Source material>

───

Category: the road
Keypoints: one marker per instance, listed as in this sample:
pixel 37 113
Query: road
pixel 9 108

───

Given task>
Reproduce every one of the entries above word for word, with each line in its original order.

Task response>
Category: the road
Keypoints: one marker per instance, listed as in this sample:
pixel 37 113
Query: road
pixel 9 108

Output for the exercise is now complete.